Explore the material —
1) In the passage on reproductive coercion, what median age of marriage does the 2018 Demographic and Health Survey report?
2) Using the passage on reproductive coercion, explain why the coercive acts it describes are not widely regarded as forms of violence.

Page text —
====================

These coercive acts are not widely regarded as forms of violence because reproduction may be seen as a family decision. “In-laws, they play a big role,” Paul said. This is particularly true for younger and underage wives; the median age of marriage is 16, according to a Demographic and Health Survey from 2018. “It is difficult for young women to take decisions alone.”

And yet there is a clear link between reproductive coercion and violence. Paul estimates that, in a study she is currently conducting, about three in five women who said they had experienced reproductive coercion also experienced sexual or physical violence from their husbands.

Jay Silverman, a professor at the University of California, San Diego School of Medicine, began his career working with men and boys who had perpetrated intimate partner violence. He has since studied reproductive coercion in Bangladesh, India, Kenya, Niger and the United States. Even though reproductive coercion may sometimes be carried out by female family members, the violation is rooted in gender inequality, Silverman said.

====================

Referring expression data:
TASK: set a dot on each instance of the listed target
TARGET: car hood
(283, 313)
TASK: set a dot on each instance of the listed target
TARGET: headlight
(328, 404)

====================

Answer list —
1) The median age of marriage is 16.

2) They are not widely seen as violence because reproduction may be seen as a family decision. In-laws play a big role, especially for younger and underage wives, and it is difficult for young women to make decisions alone.